> MATERIAL PROVIDED
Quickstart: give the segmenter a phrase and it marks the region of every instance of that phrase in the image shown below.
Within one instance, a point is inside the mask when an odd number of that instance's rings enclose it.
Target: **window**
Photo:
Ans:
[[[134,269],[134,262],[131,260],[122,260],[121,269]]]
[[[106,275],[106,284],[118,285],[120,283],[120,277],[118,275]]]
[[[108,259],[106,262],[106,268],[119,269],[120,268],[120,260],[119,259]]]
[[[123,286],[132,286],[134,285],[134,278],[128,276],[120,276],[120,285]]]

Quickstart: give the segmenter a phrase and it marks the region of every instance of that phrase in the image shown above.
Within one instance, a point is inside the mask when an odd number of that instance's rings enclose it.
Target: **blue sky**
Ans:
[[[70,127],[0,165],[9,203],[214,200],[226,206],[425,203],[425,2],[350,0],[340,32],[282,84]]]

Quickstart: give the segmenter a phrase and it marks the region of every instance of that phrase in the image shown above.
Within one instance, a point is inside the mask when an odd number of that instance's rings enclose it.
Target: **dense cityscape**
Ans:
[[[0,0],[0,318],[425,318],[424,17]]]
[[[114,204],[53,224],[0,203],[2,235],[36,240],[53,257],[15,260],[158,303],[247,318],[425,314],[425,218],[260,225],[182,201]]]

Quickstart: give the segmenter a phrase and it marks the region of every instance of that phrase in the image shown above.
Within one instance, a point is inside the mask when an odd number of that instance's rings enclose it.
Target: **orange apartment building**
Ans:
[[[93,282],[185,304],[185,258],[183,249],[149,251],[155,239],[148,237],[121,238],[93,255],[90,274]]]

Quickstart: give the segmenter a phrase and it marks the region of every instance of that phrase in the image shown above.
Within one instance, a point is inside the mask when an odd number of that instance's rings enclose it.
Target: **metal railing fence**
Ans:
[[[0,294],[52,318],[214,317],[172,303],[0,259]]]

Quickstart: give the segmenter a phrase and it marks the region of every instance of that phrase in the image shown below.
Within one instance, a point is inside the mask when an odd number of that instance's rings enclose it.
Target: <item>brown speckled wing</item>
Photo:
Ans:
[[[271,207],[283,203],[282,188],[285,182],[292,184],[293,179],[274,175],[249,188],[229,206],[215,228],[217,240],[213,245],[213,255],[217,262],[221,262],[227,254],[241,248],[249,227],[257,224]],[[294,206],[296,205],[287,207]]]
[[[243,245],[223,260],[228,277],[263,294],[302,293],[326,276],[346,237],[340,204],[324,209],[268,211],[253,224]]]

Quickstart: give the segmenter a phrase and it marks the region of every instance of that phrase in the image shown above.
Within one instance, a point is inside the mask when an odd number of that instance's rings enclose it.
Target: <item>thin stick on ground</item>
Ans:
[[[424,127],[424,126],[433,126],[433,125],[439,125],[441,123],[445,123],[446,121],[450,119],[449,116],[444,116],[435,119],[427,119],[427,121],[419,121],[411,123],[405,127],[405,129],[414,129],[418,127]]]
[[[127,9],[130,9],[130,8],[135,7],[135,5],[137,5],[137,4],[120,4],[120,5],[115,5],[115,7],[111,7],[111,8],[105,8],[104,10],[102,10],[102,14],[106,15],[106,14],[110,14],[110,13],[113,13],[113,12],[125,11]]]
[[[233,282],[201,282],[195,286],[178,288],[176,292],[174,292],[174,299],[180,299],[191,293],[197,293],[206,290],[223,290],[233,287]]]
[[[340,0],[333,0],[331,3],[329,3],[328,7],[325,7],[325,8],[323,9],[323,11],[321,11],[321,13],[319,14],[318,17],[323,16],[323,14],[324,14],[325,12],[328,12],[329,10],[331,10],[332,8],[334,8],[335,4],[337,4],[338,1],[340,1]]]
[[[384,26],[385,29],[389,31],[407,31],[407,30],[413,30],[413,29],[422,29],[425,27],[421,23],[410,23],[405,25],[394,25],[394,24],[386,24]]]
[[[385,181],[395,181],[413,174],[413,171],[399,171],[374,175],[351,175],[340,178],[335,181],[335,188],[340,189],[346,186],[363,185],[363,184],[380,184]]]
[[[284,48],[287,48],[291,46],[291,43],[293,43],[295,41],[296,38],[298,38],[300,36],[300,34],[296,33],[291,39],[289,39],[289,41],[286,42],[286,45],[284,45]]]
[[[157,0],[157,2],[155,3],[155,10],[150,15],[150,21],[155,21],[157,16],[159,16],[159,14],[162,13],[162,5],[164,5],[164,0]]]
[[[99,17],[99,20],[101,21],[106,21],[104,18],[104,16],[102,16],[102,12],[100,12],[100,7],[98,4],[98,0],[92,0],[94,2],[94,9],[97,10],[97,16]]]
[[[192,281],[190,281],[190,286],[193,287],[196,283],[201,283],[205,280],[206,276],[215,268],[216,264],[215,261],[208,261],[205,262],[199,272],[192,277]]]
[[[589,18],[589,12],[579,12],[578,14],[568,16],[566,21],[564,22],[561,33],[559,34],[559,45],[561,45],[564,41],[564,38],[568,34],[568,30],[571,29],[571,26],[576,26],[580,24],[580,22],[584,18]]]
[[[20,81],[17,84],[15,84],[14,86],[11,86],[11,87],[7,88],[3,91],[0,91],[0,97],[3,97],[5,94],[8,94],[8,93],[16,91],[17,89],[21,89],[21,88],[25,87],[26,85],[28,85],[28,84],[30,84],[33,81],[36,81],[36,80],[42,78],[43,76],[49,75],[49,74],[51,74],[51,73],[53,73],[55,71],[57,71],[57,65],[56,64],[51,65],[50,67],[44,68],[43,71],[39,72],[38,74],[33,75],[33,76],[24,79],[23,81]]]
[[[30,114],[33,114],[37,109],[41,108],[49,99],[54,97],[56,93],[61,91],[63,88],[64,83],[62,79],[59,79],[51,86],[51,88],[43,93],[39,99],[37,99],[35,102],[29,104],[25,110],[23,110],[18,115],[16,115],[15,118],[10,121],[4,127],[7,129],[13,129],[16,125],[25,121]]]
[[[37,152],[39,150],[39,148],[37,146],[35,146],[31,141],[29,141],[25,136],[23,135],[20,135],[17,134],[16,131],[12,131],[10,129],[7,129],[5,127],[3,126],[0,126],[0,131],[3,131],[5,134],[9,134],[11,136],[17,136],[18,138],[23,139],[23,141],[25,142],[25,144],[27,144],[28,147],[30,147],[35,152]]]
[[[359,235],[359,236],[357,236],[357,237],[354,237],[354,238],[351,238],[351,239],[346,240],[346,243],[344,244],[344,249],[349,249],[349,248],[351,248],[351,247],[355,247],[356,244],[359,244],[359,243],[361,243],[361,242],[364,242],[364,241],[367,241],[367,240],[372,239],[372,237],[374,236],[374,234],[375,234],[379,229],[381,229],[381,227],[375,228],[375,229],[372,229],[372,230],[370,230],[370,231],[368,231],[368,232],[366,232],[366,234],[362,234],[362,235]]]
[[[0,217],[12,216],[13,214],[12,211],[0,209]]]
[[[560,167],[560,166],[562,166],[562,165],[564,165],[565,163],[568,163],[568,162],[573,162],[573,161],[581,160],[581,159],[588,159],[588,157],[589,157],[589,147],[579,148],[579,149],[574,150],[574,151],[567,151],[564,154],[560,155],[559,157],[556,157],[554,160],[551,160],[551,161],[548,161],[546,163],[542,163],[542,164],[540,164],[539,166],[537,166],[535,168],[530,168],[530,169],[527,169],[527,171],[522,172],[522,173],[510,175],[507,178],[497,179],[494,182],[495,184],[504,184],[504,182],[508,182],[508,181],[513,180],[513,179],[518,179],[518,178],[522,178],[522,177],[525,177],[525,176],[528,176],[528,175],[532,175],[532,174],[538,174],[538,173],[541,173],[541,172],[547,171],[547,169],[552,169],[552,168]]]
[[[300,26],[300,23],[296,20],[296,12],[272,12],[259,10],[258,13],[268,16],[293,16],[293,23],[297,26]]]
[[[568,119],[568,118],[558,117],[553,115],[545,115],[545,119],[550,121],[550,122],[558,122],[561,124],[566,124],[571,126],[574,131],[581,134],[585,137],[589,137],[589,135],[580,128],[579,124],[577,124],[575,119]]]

> EXERCISE INSTRUCTIONS
Reproduce the items word for word from their first line through the line containing "[[[0,294],[52,318],[214,317],[172,303],[0,259]]]", including both of those lines.

> EXERCISE SOLUTION
Quickstart: give the segmenter a phrase and it marks the region of every instance of that phrase in the image shown below.
Within one instance, a point is inside the mask when an odd number of that instance's rings enclose it.
Target: **window**
Photo:
Ans:
[[[134,269],[134,262],[131,260],[122,260],[121,269]]]
[[[106,275],[106,284],[118,285],[120,283],[120,277],[118,275]]]
[[[108,259],[106,262],[106,268],[119,269],[120,268],[120,260],[119,259]]]
[[[123,286],[132,286],[134,285],[134,278],[128,276],[120,276],[120,285]]]

Quickstart: give the segmenter a phrase and it marks the region of every instance of that phrase in the image shown above.
Within one instance, a point is inside the mask when an odd number of that instance's rings enclose it.
Target: **blue sky**
Ans:
[[[70,127],[0,165],[9,203],[214,200],[226,206],[425,203],[425,2],[350,0],[340,32],[282,84]]]

Quickstart: give the segmenter a phrase and it marks the region of every instance of that phrase in the image shown above.
Within one instance, a point is inside the mask when an odd number of that instance's rings enclose it.
Target: **dense cityscape**
Ans:
[[[0,0],[0,318],[425,318],[424,17]]]
[[[114,204],[53,224],[0,203],[2,235],[36,240],[53,257],[15,260],[158,303],[247,318],[425,314],[425,218],[260,225],[182,201]]]

Quickstart: give the segmenter a phrase and it marks the region of every instance of that phrase in the image shown above.
Within one instance, a point is inside the mask when an odd number of that instance's rings enclose it.
Target: **orange apartment building**
Ans:
[[[93,282],[185,304],[185,258],[183,249],[149,251],[155,239],[148,237],[121,238],[93,255],[90,274]]]

Quickstart: give the segmenter a phrase and it marks the region of every instance of that phrase in the image shown above.
Within one instance, a point is inside the mask when an odd number of that instance's rings enclose it.
Target: **metal railing fence**
Ans:
[[[0,294],[52,318],[214,317],[172,303],[0,259]]]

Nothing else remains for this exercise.